:: Activity ::
Summarize the passage on NPD traits in two sentences.

:: Extract provided ::
▬▬▬

Requires excessive admiration.
Agreed. But, this one point does not a valid case make. One thing often true of those with NPD and BPD is they leave a trail of total destruction in their personal relationships, and it is their partner who usually receives the brunt of it. Relatively speaking he seems to have a pretty stable and living family. NPD and BPD people generally do not from what I've read. They are characterized by a marked inability to have healthy relationships. His need for the admiration seems to be driven more by insecurity, but he does not IMO, have the destructive tendencies seen in NPD and BPD type conditions.
Has a sense of entitlement, i.e., unreasonable expectations of especially favourable treatment or automatic compliance with his or her expectations.

▬▬▬

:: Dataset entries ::
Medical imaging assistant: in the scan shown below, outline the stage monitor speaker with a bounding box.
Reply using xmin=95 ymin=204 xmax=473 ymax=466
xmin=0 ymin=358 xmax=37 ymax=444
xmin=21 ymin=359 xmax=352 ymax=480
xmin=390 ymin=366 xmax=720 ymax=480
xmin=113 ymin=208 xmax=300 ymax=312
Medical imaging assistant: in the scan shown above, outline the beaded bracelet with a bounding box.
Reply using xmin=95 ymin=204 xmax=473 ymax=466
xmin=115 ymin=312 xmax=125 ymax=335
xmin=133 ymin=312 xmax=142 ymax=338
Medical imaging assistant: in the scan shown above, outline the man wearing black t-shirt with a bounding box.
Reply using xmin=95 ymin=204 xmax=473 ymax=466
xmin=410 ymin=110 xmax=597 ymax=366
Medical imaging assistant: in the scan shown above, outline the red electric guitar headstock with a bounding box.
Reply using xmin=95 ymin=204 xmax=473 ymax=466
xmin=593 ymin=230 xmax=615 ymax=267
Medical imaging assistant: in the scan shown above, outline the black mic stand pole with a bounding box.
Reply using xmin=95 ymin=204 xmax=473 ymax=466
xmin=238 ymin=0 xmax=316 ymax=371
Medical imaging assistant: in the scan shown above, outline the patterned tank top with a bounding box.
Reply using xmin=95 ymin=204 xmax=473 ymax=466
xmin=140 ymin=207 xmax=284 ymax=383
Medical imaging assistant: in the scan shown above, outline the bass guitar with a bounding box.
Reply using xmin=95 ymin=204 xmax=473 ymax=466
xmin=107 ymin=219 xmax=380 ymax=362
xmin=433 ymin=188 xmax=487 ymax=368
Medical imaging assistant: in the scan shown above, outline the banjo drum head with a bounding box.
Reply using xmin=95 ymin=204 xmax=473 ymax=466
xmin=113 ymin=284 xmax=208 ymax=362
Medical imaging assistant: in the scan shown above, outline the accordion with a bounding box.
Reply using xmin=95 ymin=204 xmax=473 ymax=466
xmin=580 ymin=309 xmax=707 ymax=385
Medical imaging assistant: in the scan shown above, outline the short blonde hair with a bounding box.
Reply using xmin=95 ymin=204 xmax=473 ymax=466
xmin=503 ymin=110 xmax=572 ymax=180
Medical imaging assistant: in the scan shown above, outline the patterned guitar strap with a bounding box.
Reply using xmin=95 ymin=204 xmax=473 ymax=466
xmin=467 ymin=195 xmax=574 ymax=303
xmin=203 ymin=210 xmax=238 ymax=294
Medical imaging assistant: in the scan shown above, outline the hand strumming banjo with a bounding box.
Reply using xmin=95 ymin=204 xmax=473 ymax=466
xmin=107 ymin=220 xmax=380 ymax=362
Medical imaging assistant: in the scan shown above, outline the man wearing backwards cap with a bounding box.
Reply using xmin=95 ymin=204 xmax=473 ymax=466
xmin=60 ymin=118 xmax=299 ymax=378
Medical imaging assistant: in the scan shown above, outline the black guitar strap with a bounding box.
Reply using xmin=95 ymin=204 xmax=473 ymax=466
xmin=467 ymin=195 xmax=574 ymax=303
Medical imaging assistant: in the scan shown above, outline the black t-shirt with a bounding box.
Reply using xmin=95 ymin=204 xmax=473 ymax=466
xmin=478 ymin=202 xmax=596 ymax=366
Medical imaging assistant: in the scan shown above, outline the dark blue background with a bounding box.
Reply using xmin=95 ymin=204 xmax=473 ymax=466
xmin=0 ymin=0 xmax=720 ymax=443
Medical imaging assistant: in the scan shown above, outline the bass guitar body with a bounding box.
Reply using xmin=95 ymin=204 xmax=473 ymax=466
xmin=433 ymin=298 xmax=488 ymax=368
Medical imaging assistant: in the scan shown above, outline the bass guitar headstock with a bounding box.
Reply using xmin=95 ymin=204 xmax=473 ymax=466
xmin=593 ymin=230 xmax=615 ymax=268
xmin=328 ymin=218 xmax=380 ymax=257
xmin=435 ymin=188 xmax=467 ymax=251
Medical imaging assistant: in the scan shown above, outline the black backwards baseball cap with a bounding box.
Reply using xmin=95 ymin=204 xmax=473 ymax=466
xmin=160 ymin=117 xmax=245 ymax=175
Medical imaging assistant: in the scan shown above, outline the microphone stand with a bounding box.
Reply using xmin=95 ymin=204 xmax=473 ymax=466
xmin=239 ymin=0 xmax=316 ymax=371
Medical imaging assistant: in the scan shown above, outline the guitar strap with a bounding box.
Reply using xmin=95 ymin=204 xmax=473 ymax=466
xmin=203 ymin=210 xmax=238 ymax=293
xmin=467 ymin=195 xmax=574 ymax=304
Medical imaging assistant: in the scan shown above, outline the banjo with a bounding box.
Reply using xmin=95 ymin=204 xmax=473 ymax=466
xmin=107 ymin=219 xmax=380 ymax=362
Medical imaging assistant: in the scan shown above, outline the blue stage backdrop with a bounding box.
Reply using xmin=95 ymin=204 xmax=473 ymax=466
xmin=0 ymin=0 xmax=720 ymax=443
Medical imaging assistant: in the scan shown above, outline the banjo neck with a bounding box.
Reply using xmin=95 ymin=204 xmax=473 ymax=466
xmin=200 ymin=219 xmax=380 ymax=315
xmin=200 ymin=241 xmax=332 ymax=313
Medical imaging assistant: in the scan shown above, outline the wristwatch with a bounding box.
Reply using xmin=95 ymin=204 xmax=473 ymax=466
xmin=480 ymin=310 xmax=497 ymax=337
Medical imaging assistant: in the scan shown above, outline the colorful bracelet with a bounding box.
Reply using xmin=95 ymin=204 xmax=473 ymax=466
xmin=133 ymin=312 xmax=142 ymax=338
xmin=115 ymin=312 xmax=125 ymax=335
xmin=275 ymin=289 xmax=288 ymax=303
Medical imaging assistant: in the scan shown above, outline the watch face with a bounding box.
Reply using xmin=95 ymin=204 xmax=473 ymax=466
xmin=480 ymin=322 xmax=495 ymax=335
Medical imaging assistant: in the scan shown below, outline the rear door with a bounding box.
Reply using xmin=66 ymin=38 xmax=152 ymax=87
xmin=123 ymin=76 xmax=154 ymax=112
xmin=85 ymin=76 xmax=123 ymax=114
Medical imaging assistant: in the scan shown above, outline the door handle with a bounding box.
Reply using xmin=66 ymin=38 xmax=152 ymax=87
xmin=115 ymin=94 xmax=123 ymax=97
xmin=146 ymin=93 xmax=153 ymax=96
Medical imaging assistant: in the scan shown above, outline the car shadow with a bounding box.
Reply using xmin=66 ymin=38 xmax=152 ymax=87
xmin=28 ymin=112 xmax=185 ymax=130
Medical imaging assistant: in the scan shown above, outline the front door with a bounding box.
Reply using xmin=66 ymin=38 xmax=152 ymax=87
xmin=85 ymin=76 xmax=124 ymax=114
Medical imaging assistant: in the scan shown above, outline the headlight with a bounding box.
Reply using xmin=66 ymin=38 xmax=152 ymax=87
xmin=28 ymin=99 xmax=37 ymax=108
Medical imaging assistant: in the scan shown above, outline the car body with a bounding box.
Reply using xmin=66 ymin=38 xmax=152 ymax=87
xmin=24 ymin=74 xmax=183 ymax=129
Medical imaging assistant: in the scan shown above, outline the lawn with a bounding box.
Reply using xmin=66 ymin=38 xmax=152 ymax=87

▬▬▬

:: Solution to the problem ::
The passage lists requiring excessive admiration and a sense of entitlement, meaning unreasonable expectations of especially favorable treatment or automatic compliance, as traits. One response agrees on the admiration point but argues that it alone does not make a valid case, because people with NPD and BPD typically leave a trail of destruction in their personal relationships, while the man being discussed seems to have a fairly stable family and a need for admiration driven more by insecurity.